* _To do_
Quote the scandium market passage word for word, starting with "Ecclestone used the" and going on through "to be developed.)".

* _Excerpted text_
== Segment start ==

While Ecclestone added that “the sky’s the limit” and that, eventually, there could be a market for hundreds of tonnes of scandium oxide a year, he also cautioned that the expression “which came first: the chicken or the egg” was practically invented to describe the market for scandium. “Without supply there’s not going to be adoption,” he explained. “There are a number of companies out there that have primarily scandium deposits but have never been able to get them to be viable because there’s just not the demand. If they started producing, then there would be demand.”
Ecclestone used the aerospace industry as an example. The industry has used some aluminum-scandium alloys to make their planes lighter, but companies like Boeing and Airbus will not start retooling their fleets, he forecast, until they are sure there is enough scandium oxide available on the market. They don’t want to be at the mercy of producers in countries like China, Russia, or even the Philippines, he said. (There are other sources of scandium oxide besides titanium streams, he noted, including some nickel mines. Japan’s Sumitomo produces about 7.5 tonnes of scandium oxide a year from a nickel laterite mine in the Philippines. Scandium oxide can also be extracted from the red mud or bauxite residue, which is generated when bauxite is refined into alumina using the Bayer process, although an economic path to production has yet to be developed.)

== Segment end ==

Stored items
== Segment start ==

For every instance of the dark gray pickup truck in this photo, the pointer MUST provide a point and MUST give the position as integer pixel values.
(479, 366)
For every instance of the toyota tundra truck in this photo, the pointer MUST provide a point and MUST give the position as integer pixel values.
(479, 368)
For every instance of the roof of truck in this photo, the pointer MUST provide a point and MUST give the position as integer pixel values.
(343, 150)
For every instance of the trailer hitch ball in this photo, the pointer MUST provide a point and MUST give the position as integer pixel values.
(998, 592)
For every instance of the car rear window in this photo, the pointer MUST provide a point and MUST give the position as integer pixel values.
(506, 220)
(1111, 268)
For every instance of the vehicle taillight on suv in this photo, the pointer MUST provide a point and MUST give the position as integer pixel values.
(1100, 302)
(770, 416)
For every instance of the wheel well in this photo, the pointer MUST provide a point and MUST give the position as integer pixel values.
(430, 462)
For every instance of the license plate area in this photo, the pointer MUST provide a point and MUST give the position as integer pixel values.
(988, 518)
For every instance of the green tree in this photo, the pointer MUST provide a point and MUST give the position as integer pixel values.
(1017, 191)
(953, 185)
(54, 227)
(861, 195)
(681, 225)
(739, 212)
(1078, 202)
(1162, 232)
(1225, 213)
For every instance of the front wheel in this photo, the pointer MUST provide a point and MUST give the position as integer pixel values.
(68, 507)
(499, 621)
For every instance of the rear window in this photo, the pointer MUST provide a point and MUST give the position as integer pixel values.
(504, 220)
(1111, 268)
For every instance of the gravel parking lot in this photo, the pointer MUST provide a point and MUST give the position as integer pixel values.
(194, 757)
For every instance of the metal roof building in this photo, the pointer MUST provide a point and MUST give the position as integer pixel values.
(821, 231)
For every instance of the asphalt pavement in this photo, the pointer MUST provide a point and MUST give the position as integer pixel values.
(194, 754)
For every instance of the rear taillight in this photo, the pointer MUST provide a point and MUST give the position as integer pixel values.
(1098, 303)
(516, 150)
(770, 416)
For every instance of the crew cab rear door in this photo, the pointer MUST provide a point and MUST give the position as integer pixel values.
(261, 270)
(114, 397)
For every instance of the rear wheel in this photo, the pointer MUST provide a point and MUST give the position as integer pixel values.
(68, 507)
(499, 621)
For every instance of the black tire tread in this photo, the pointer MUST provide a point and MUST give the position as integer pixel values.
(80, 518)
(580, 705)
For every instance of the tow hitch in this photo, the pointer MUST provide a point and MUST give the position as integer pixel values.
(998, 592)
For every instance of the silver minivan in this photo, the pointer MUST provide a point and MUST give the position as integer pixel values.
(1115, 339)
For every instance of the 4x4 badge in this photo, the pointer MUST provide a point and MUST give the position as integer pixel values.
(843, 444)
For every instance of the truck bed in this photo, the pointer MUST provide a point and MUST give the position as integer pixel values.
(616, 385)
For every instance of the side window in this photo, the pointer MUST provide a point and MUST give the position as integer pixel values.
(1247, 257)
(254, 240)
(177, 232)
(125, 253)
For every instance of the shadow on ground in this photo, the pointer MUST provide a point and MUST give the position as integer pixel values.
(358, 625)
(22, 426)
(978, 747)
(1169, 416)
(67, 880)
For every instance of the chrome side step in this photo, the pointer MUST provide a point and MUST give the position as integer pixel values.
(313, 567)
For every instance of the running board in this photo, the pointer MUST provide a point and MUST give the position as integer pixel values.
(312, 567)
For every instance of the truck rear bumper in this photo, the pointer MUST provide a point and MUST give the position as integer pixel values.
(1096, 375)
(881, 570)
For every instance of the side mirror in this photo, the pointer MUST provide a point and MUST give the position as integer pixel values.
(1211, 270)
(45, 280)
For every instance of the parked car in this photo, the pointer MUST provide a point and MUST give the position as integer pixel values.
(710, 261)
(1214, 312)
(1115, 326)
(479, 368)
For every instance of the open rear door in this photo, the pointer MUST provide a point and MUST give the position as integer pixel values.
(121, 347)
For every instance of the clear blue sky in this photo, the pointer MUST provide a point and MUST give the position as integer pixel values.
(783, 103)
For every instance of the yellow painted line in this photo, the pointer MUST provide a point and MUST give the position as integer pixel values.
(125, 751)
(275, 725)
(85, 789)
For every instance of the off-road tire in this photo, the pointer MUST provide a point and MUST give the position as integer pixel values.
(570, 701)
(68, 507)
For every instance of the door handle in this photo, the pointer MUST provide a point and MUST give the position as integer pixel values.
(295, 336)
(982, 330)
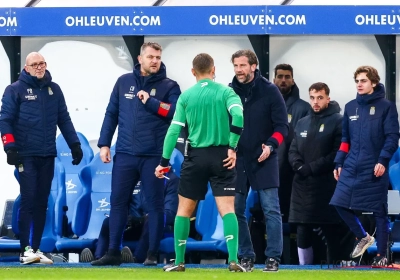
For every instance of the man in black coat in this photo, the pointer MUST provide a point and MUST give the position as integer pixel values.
(296, 109)
(317, 138)
(265, 127)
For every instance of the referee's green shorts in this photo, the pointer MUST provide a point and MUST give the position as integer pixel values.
(203, 165)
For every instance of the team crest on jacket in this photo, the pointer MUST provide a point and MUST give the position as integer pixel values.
(372, 110)
(165, 106)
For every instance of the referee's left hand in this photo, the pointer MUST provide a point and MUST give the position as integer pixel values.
(230, 161)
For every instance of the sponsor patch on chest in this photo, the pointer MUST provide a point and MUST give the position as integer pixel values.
(31, 97)
(129, 95)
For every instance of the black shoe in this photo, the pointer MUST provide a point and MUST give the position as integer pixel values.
(235, 267)
(108, 259)
(86, 256)
(247, 264)
(379, 262)
(174, 267)
(151, 259)
(126, 255)
(271, 265)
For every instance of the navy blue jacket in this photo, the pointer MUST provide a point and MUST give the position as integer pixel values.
(370, 135)
(141, 127)
(138, 203)
(265, 122)
(296, 109)
(31, 111)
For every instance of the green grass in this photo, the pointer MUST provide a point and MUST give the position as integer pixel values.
(27, 273)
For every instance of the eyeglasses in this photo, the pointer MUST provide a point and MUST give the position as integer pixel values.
(36, 65)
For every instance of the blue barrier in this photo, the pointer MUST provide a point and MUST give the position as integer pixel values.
(202, 20)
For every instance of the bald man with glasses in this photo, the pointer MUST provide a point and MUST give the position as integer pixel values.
(31, 110)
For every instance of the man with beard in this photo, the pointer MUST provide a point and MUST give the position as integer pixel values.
(296, 109)
(316, 140)
(265, 127)
(370, 137)
(31, 110)
(142, 105)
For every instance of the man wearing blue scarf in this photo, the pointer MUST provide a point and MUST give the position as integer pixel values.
(370, 136)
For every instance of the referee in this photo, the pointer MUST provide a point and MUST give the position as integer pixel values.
(211, 155)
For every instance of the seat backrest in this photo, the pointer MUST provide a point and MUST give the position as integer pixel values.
(94, 203)
(72, 182)
(176, 162)
(208, 221)
(394, 176)
(55, 209)
(252, 199)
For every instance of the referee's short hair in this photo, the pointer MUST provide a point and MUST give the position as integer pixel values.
(203, 63)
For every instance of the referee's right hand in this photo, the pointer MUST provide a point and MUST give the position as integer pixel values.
(230, 161)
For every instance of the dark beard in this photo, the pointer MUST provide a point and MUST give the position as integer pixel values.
(247, 79)
(285, 91)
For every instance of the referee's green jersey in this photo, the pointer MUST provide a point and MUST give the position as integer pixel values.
(205, 109)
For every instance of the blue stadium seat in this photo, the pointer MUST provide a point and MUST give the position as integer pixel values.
(208, 224)
(91, 207)
(395, 158)
(72, 181)
(252, 199)
(54, 215)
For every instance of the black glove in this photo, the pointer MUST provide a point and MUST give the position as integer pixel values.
(77, 153)
(12, 156)
(304, 170)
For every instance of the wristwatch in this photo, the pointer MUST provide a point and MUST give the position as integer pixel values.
(233, 148)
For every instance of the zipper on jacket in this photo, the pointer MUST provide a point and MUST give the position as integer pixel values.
(44, 121)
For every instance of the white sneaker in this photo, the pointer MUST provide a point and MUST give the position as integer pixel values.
(43, 258)
(28, 256)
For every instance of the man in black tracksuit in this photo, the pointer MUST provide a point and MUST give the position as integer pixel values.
(316, 140)
(31, 110)
(296, 109)
(265, 128)
(142, 105)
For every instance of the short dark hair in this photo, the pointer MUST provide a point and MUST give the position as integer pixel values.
(203, 63)
(319, 86)
(251, 56)
(152, 45)
(371, 73)
(283, 66)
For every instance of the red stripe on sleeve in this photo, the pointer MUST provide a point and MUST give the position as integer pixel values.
(164, 109)
(278, 136)
(7, 139)
(345, 147)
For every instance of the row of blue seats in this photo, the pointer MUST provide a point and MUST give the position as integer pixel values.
(394, 177)
(85, 191)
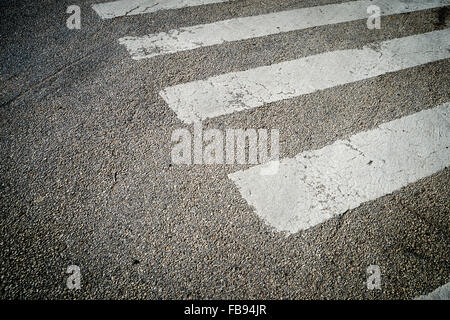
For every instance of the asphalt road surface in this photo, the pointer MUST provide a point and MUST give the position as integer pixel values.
(87, 178)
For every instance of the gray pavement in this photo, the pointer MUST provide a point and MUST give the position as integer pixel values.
(86, 176)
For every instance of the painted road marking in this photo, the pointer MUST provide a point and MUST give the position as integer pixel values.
(114, 9)
(237, 91)
(263, 25)
(317, 185)
(441, 293)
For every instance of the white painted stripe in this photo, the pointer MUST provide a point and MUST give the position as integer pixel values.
(263, 25)
(114, 9)
(441, 293)
(315, 186)
(237, 91)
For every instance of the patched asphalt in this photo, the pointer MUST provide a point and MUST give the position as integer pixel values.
(86, 176)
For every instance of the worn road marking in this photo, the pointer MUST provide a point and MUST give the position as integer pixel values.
(263, 25)
(237, 91)
(114, 9)
(315, 186)
(441, 293)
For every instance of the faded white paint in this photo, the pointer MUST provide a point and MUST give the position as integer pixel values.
(114, 9)
(237, 91)
(315, 186)
(258, 26)
(441, 293)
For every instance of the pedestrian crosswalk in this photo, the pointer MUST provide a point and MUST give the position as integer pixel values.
(316, 185)
(236, 29)
(237, 91)
(115, 9)
(320, 184)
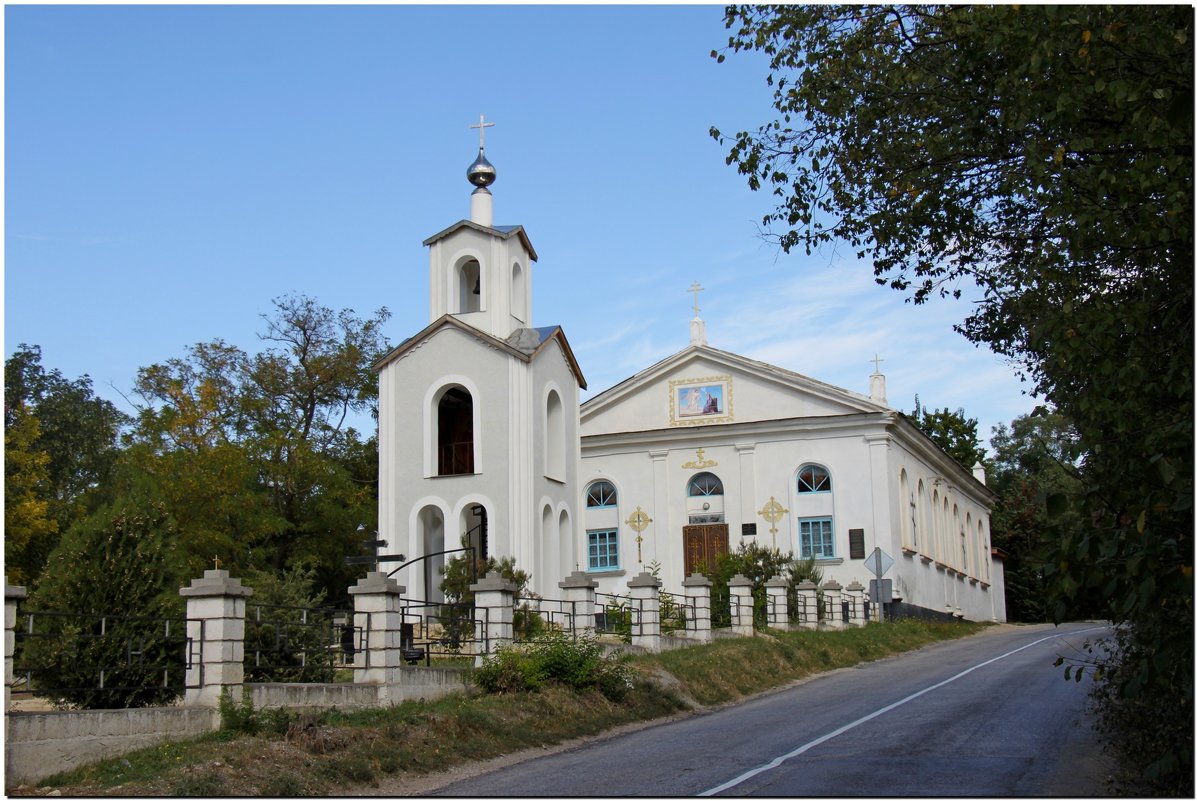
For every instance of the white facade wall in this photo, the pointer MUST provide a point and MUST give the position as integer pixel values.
(633, 440)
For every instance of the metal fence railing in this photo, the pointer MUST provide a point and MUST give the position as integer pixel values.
(615, 614)
(102, 660)
(678, 612)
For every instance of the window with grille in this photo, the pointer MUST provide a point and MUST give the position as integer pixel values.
(601, 493)
(815, 538)
(813, 478)
(602, 550)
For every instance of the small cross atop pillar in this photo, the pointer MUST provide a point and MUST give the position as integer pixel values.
(697, 327)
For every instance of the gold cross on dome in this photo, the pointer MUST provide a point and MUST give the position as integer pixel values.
(638, 521)
(482, 125)
(773, 511)
(696, 287)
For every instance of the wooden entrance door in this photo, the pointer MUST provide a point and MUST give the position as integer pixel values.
(703, 544)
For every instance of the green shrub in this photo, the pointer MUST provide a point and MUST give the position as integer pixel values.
(115, 562)
(287, 636)
(576, 663)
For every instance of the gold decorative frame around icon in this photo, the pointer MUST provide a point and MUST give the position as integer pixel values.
(679, 416)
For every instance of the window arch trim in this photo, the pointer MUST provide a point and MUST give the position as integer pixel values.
(814, 479)
(704, 485)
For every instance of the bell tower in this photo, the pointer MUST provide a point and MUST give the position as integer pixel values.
(480, 272)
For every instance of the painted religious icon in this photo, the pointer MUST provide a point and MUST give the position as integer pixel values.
(703, 400)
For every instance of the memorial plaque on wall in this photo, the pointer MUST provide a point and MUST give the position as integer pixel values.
(856, 542)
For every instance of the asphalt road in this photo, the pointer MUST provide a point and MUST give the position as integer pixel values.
(982, 716)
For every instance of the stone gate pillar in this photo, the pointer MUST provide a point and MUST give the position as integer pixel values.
(698, 605)
(834, 610)
(378, 617)
(494, 614)
(578, 590)
(740, 588)
(855, 594)
(216, 622)
(644, 592)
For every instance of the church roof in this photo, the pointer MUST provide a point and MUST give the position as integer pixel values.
(524, 344)
(502, 231)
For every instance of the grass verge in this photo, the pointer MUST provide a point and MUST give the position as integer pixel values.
(333, 752)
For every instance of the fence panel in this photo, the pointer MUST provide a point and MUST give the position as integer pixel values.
(102, 661)
(678, 613)
(441, 632)
(615, 614)
(536, 618)
(292, 643)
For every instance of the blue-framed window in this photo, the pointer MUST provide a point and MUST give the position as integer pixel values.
(602, 550)
(814, 478)
(816, 538)
(600, 495)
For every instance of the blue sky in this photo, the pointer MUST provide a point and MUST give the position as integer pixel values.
(169, 170)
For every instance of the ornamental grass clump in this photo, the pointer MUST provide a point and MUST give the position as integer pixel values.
(577, 663)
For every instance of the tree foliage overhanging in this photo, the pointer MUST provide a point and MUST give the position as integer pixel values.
(1044, 153)
(253, 455)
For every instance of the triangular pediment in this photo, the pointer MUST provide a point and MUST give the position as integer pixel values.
(705, 386)
(500, 231)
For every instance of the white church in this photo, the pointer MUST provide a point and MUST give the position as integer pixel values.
(482, 438)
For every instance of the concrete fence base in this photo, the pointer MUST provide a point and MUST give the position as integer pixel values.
(38, 745)
(42, 744)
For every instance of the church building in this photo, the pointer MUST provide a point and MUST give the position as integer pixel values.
(482, 440)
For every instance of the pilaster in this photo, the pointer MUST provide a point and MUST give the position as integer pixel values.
(698, 595)
(740, 589)
(12, 596)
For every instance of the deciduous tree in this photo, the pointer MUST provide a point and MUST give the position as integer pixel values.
(60, 445)
(257, 453)
(1044, 153)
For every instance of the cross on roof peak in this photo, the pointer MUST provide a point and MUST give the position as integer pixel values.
(482, 125)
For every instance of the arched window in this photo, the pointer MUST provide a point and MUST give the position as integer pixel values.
(813, 478)
(518, 293)
(905, 510)
(704, 485)
(469, 286)
(554, 436)
(455, 432)
(600, 495)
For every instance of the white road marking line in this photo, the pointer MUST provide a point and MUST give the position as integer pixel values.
(846, 727)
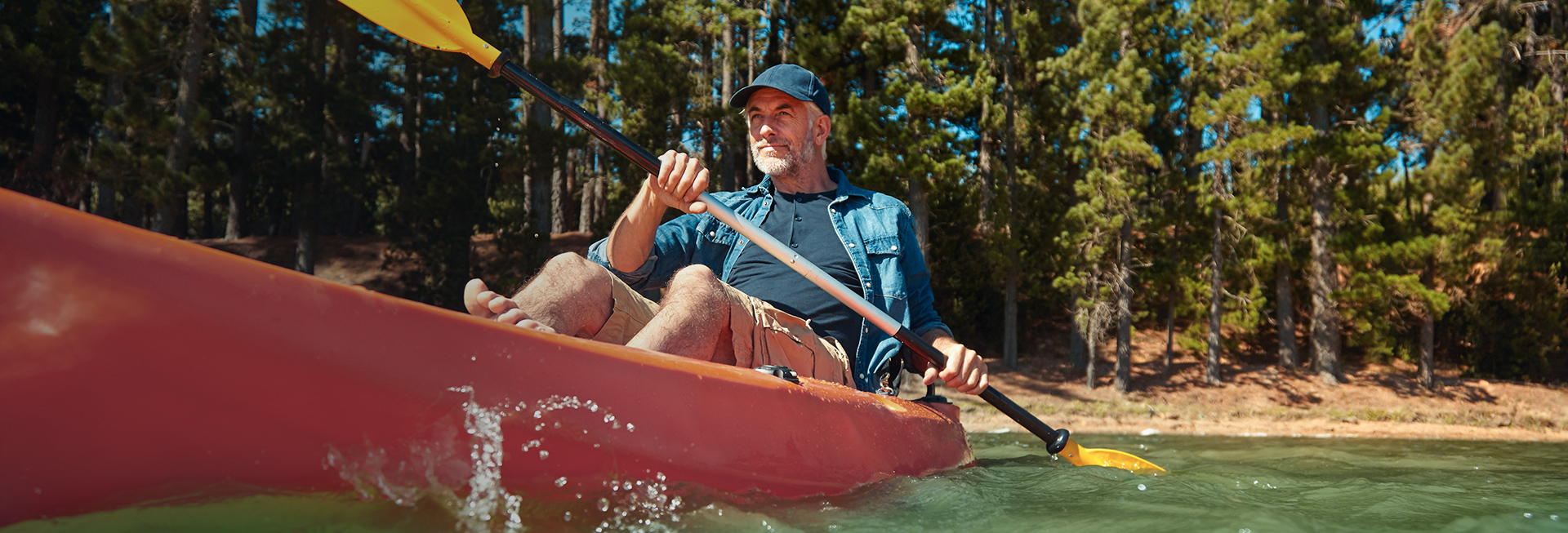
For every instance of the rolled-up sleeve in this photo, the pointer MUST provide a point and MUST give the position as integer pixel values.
(918, 281)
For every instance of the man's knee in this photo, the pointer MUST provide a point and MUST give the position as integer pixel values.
(568, 264)
(695, 281)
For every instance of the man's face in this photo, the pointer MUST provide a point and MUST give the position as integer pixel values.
(783, 132)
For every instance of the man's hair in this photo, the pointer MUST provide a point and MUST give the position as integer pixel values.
(813, 112)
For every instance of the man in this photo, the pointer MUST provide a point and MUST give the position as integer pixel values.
(731, 303)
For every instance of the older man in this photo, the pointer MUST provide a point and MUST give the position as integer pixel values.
(733, 303)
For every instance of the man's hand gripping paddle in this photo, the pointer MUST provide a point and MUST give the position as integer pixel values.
(443, 25)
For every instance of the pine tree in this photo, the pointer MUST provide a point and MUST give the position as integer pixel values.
(1116, 64)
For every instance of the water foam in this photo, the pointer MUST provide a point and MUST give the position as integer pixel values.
(433, 469)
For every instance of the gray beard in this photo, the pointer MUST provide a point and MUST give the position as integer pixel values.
(786, 165)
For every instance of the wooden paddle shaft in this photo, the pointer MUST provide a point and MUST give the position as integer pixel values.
(1056, 439)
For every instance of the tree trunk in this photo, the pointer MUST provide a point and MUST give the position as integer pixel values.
(33, 177)
(1170, 330)
(114, 96)
(1125, 308)
(238, 218)
(1325, 315)
(1092, 347)
(983, 143)
(1013, 269)
(1076, 345)
(1285, 311)
(786, 35)
(1211, 372)
(177, 158)
(726, 88)
(310, 190)
(1428, 330)
(412, 122)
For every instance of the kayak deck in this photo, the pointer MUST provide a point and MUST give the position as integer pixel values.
(137, 366)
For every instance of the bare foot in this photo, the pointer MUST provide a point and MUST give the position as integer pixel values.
(519, 318)
(485, 303)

== Segment end ==

* _Result of the task_
Ecclestone used the aerospace industry as an example. The industry has used some aluminum-scandium alloys to make their planes lighter, but companies like Boeing and Airbus will not start retooling their fleets, he forecast, until they are sure there is enough scandium oxide available on the market. They don’t want to be at the mercy of producers in countries like China, Russia, or even the Philippines, he said. (There are other sources of scandium oxide besides titanium streams, he noted, including some nickel mines. Japan’s Sumitomo produces about 7.5 tonnes of scandium oxide a year from a nickel laterite mine in the Philippines. Scandium oxide can also be extracted from the red mud or bauxite residue, which is generated when bauxite is refined into alumina using the Bayer process, although an economic path to production has yet to be developed.)